— Instructions to follow —
Provide a character-exact reproduction of the lines from the line with "range, one point per instance." to the end of the entries.
#### Extracted entries
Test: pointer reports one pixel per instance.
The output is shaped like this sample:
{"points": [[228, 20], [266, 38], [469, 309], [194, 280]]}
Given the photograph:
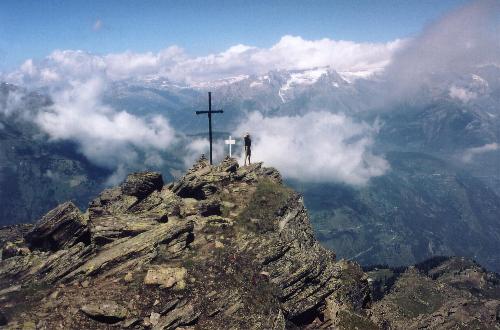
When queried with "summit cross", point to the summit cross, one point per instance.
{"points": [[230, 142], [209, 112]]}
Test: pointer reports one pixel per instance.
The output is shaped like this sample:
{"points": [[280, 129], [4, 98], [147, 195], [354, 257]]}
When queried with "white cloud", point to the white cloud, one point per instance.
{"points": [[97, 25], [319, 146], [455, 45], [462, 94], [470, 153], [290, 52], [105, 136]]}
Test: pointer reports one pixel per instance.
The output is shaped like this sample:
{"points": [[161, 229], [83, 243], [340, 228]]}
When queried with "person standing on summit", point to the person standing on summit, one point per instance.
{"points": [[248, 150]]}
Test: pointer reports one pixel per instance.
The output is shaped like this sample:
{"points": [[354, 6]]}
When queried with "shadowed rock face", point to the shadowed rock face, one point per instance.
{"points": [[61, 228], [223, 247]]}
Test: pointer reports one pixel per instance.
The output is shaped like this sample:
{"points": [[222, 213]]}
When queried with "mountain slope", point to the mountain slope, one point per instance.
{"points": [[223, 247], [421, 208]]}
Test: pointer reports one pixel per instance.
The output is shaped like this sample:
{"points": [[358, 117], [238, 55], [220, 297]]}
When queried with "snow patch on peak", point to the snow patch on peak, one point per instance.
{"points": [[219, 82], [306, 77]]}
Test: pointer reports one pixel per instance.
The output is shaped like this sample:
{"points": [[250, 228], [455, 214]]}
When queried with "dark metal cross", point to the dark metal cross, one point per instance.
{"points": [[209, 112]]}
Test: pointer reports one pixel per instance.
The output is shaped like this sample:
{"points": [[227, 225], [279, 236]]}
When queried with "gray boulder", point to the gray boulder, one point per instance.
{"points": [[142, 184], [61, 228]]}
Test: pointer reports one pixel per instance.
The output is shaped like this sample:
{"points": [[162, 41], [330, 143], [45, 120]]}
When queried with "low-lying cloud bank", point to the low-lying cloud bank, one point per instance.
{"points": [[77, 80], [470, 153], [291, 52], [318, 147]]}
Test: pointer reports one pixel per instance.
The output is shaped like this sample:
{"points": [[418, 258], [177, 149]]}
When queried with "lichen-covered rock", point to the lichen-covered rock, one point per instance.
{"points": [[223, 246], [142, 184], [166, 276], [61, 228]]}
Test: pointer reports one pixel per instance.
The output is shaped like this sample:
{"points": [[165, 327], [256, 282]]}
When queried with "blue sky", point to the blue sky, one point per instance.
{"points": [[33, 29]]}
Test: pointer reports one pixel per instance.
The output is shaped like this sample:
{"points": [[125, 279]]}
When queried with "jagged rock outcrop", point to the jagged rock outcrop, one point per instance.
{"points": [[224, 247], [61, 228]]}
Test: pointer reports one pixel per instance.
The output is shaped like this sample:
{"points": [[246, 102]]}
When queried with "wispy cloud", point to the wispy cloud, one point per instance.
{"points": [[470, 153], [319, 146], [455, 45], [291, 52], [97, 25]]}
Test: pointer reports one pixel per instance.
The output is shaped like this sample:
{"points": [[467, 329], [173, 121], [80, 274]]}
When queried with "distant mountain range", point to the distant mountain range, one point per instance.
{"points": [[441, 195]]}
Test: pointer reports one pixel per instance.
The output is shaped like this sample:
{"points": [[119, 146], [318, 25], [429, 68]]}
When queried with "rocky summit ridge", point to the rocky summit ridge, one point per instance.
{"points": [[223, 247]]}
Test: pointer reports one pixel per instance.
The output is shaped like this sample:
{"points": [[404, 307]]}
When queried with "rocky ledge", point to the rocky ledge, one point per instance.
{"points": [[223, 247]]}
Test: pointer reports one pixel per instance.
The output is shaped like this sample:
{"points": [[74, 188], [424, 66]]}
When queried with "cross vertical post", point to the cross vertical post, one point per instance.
########
— Task answer —
When queried with "distant mountain range", point to the distant mountain range, one point per instance.
{"points": [[441, 195]]}
Test: pointer reports one pixel per instance.
The output is shaped like this sample:
{"points": [[119, 146], [318, 25], [429, 68]]}
When queried with "rocky summit ridge", point to the rocky summit ridge, one point per instance.
{"points": [[223, 247]]}
Test: pointer reports one pixel per instance.
The output is shaped like this sample:
{"points": [[404, 307]]}
When queried with "rocky ledge", point to the rocky ledge, one point per instance.
{"points": [[223, 247]]}
Test: pointer reports one pixel per instance.
The output is shaped like this sample:
{"points": [[74, 188], [424, 66]]}
When queried with "cross vertical post", point to the cross vertical post, one point per instance.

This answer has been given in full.